IR – Word Representation, Transformer/BERT Flashcards
Lection 4
Why do we have to map words into some numerical vectors for the neural techniques?
Because the neural networks operate in continuous spaces, and without continued values there is no training/learning (no gradient descent)
What is One-Hot Encoding?
It is an encoding strategy where vectors have a size of a vocabulary. Each word in a vocabulary is mapped to a vector that has exactly one “1” and the rest is “0”.
It is a bad encoding strategy because it is very sparce: a lot of wasted memory
What are word embeddings?
It is a way to represent words as a dense vector of continuous values. The dimension of vectors are abstract (100-300 dimensions), and they allow for some math operations: semantically similar words are closer in the high-dimensional space.
How are the word embeddings created?
Using some unsupervised methods, such as Word2Vec, Glove, some Transformer-based methods (BERT) etc.
It is unsupervised because we don’t give explicit labels, but we have the real text how people use it, and model’s job is to predict the next word in a sequence.
What are some problems of Word2Vec algorithm?
- Word ordering: the mapping of one-hot encoding to some dense representation (what Word2Vec does) still have the same problems like the one-hot encoding (excluding the sparsity problem):
- Ordering of words matter: “it was not good, it was actually quite bad” vs “it was not bad, it was actually quite good”
- Different meanings of the same words (vector doesn’t change based on the context)
- What happens if there is a out-of-vocabulary (OOV) word?
Explain Word2Vec algorithm
We have a neural network with 1 hidden later to predict words. The input word is encoded using one-hot encoding. The output layer should predict the next word in a sequence, but we don’t care about that in this algorithm, we care about the hidden layer. By training this NN, the hidden layer should train how to make an abstraction of an input word using less neurons (values). So instead of one-hot encoding vector (size of the vocabulary), the hidden layer will have 100-300 neurons (values) which NN will learn how to ‘map’ one hot encoding to some lower-dimension representation.
What is query expansion?
It is a way to expand the search query with similar words. This can be done with word embeddings. We can find the similar words (vectors close to some other vector) and append them to the query.
sample -> example, sampling
query -> inquire, question
How can CNNs be used with word embeddings?
Word embeddings of N-grams is not feasable (sparcity problem: many values would be zeroes, or large vectors, and not enough of training data usually: no connection between ‘quite good’ and ‘very good’)
CNN can be used to do this. If we want to create 2-gram embeddings, we can use CNNs. In this case, we would have a filter of size 2 and would do a sliding window accross the input embedding vectors. This filter is learned during the training. Output is a sequence of N-gram representations.
At the end, there is the same number of vectors, but possibly smaller dimension vectors that represent N-Gram embeddings. Goal is to get some surrounding context, get some signal from surrounding words so that the embeddings are more accurate.
At the end, use padding of zeroes. Filters trained N-to-N, learned during the training. In code, need to transpose the matrix in the end.
Explain the Byte-Pair Encoding
Initialization:
- Define a vocabulary: set of all possible individual characters
Algorithm:
- Choose two symbols that appear as a pair most frequently
- Add the new merged symbol
- Replace all occurences of two symbols with the new symbol
Repeat until k amount of merges are done (predefined)
Main pros:
- Handles OOV text (can just use basic chars)
- Copression efficiency (common sequences are one token)
- Encoding can optimize different types of text ????

* _Provided material_:
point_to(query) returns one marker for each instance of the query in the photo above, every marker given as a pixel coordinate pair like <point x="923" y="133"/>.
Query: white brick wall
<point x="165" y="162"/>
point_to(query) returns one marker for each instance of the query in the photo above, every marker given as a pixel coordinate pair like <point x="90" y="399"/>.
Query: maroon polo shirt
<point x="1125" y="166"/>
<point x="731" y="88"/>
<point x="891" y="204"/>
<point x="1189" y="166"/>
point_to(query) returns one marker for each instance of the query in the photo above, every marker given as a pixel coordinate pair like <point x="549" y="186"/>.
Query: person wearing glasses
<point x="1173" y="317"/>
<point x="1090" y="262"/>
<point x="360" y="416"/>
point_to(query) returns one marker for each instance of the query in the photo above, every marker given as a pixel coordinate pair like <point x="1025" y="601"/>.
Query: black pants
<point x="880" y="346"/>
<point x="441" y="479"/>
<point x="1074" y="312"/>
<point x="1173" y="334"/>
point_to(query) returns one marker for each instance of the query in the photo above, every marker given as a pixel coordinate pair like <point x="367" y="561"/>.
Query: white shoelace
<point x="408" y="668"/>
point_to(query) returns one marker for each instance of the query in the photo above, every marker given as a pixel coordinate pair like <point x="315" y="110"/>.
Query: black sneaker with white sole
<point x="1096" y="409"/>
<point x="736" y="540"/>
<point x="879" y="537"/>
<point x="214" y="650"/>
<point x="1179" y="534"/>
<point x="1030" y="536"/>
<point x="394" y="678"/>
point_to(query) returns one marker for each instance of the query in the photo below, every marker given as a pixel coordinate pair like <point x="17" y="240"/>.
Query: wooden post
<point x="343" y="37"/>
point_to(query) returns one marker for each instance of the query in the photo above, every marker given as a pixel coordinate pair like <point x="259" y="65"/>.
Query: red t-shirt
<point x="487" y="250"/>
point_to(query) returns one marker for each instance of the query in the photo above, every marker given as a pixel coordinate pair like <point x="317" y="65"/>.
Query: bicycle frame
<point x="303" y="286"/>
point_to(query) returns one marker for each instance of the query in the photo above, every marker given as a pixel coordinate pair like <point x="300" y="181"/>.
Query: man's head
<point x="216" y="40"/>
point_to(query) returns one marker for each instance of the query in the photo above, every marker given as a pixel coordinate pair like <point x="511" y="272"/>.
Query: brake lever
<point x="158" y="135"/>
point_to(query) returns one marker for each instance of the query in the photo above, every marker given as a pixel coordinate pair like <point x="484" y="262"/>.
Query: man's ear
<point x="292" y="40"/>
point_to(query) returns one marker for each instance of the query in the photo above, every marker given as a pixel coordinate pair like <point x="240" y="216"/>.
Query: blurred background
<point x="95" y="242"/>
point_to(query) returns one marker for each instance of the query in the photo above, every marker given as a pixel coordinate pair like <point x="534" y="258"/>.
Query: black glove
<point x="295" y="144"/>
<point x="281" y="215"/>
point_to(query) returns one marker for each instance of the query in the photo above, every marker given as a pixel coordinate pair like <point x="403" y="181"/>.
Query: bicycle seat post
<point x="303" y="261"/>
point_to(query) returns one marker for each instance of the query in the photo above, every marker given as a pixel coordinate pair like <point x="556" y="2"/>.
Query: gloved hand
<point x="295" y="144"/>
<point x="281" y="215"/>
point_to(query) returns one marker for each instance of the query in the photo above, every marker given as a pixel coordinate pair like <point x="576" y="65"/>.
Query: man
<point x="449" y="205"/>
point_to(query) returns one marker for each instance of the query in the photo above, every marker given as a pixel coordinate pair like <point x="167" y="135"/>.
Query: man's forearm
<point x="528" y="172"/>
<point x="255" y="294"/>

* _What you have to do_:
Extend the flashcards on word representation and Transformer/BERT, starting from the point where they end. The entries play no part in the work that comes next.

* _Written response_:
How can RNNs be used with word embeddings?
The problem of CNNs are that you have to define size of the N-gram (how many words you want to combine). This is quite limiting because words from way back can influence future words. RNNs can help us solve this. They take arbitrary large number of word embeddings (words) and sequentially, they are embedded together. Ideally, at the end, the output embedding should represent an embedding of the full input sequence.
Problem: can’t be parallelized and after some amount of input sequences, RNN loses the accuracy
Si = RNN(Si-1, Xi) = current token plus the previous embedding
= g(S-1 * Ws + Xi * Wx + b)
g is some activation function
Ws and Wx are matrices learned during training and are the same in all iterations
b is some bias, trainable parameter
Explain the Encoder - Decoder architecture
It is a architecture that supports sequences of input and output tokens.
Encoder:
- Can be an RNN that takes a sequence of input characters and tries to output an embedding of the whole sequence. RNN works sequentially, which means parallelism doesn’t work (with RNNs, not for transformers).
Decoder:
- Takes the encoder-s output (sentence-embedding) and tries to generate a sequence of tokens based on that. The way it works is an RNN that takes context (encoder’s output) and the last output, and tries to find the next most probable token. It is done until the <EOS> token is produced (end of sequence).</EOS>
What is softmax function used for?
When we want, based on some arbitrary distribution, to get a probability distribution where the sum of probabilities is 1. It is used for example in decoders where each token in the vocabulary gets some number. And the higher the number, the more probable it is to select that word as a next token. To get this probability distribution, we use a softmax function.
What is an attention mechanism?
It is a way to find relevant parts of the input.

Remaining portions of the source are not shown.